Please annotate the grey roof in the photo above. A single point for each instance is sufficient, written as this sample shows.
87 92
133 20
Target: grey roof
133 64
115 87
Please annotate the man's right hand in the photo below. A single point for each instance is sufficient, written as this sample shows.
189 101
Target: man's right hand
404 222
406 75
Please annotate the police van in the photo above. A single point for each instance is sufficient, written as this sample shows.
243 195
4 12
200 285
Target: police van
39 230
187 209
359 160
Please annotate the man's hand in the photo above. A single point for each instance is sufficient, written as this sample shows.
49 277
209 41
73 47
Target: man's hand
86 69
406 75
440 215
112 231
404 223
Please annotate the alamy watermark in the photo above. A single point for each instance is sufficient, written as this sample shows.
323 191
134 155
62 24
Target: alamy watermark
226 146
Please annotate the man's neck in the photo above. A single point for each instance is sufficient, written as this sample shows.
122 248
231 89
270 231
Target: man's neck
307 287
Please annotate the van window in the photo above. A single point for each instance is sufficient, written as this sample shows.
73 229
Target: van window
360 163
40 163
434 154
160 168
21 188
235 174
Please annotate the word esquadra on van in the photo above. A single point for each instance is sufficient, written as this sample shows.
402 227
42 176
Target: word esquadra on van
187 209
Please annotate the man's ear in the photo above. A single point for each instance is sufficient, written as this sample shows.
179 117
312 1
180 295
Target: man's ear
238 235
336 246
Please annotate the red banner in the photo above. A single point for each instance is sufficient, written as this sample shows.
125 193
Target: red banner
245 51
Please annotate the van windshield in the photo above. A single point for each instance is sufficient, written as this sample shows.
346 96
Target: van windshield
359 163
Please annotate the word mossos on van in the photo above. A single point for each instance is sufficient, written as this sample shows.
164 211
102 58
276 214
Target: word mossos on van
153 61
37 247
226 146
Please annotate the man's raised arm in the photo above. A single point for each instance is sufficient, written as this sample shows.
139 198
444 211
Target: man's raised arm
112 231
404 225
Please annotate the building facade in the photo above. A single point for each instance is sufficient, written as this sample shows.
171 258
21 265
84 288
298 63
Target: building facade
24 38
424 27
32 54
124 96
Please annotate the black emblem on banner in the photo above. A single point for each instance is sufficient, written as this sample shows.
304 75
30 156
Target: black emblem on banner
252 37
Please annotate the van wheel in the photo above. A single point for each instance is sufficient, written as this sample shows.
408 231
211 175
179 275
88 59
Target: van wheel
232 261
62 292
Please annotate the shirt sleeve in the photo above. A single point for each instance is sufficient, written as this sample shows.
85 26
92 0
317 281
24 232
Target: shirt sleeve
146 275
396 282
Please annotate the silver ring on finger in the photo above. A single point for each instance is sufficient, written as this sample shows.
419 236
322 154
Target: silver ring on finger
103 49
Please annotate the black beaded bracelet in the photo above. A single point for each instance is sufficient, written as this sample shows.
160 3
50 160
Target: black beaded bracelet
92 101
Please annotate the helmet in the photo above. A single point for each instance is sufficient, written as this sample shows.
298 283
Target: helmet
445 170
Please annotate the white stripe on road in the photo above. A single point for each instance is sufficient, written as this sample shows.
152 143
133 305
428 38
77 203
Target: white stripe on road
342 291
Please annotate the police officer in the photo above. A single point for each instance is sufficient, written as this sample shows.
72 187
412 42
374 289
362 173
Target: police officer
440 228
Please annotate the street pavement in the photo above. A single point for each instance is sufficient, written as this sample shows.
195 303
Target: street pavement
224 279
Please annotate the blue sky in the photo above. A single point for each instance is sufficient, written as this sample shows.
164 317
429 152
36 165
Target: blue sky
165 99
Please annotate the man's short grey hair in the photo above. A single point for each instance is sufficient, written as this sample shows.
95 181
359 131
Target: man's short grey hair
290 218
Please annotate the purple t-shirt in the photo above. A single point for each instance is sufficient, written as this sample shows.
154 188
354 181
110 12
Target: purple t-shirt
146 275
# # # # # # #
**Task requirements:** Reproduce the whole listing word for word.

**Response to the exercise:**
Please annotate the grey roof in the photo above. A single point for each instance is sufficient, written as this sample shows.
87 92
133 20
Target: grey roof
133 64
115 87
Please annotate the man's right hand in the photo below. A single point for each instance is sufficient, written as this sample shows.
189 101
Target: man's right hand
404 222
406 75
Please annotate the police van in the photo above. A single point for each instance is sufficient, written as this sample shows.
243 195
4 12
200 285
Target: police van
39 230
187 209
359 160
Please annotate the man's hand in the photo above. A single point for each instance is sufficient, written as this sample shows.
49 277
209 41
73 47
Target: man's hand
86 69
406 75
440 215
112 231
404 223
Please annotate the alamy watermark in the photo above. A single point for each instance is sufficient, written as this sample shows.
323 191
134 155
62 24
Target: alamy watermark
226 146
Please annotate the man's neck in the photo above. A single point for each instance is sufficient, written as this sample shows.
122 248
231 89
270 231
Target: man's neck
307 287
Please annotate the van window in the photo above. A single point for each instance is sufficient, written as this sample shows.
73 229
Target: van window
360 163
40 163
434 154
160 168
21 188
235 174
Please annotate the word esquadra on van in the photo above. A single point for each instance is sufficient, written as this sample shows.
402 227
42 176
Target: word esquadra on van
187 209
Please annotate the man's ear in the photo above. A single point for each instance is sufficient, written as this sample shows.
179 117
312 1
180 295
Target: man's ear
238 235
336 246
Please annotate the red banner in the photo above. A single point for each instance is sufficient, written as this sample shows.
125 193
Target: red banner
245 51
Please annotate the van windshield in the photo above. A single point for each instance is sufficient, written as this sample shows.
346 96
Target: van windshield
359 163
Please annotate the word mossos on van in the photo above. A single point for each instance is sufficient, written as this sample shows.
164 211
102 58
276 214
Target: word mossos on van
153 61
37 247
226 146
Please annotate the man's raised arm in the photo above. A single point for each instance is sufficient, written as this sample shows.
139 198
444 211
Target: man's raised arm
112 231
404 225
Please annotate the building facade in the photo above. A single point for each instance is sufficient, written as this sample shows.
171 258
21 265
84 288
298 63
Target: building facade
24 38
424 27
32 54
124 96
Please annotate the black emblem on banner in the photo above. A single point for each instance is sufficient, written as this sample shows.
304 75
30 156
Target: black emblem on banner
252 37
Please annotate the van wheel in the photo above. A single point for each instance is sufficient, written as this sample shows.
408 231
211 175
179 275
88 59
Target: van wheel
232 261
62 292
Please annotate the shirt sleeve in the photo above. A single point for each instance is sufficient, written as this sample shows.
85 26
92 0
317 281
24 232
Target: shirt sleeve
146 275
396 282
Please annotate the silver ring on finger in the photo above. A single point for each instance is sufficient, written as this sample shows.
419 236
322 154
Target: silver ring on finger
103 49
Please annotate the black beaded bracelet in the photo above. A single point for each instance is sufficient, written as this sample shows.
160 3
50 160
Target: black beaded bracelet
92 101
Please annotate the helmet in the photo above. A single point for each instance is sufficient, written as this sample shows.
298 283
Target: helmet
445 170
Please annotate the white stripe on road in the photo above. A single point for each instance is sufficient, written as this sample shows.
152 143
133 305
428 38
77 203
Target: white stripe on road
342 291
Please annotate the police officer in the photo above. A single point for each instance is sufficient, written as this sample shows.
72 187
412 42
374 289
362 173
Target: police officer
440 228
Please annotate the street pavement in the photo above. A single point for each instance is sufficient, written as this sample shows.
195 303
Target: street pavement
224 279
Please annotate the blue sky in the photo above. A single point for each instance is sufficient, written as this sample shows.
164 317
429 152
36 165
Target: blue sky
165 99
Please annotate the man's short grey hair in the photo above. A single point for each instance is sufficient, written as this sample shows.
95 181
359 131
Target: man's short grey hair
290 218
Please annotate the purple t-shirt in the photo above. A single point for each instance is sufficient, written as this sample shows.
154 188
354 181
110 12
Target: purple t-shirt
146 275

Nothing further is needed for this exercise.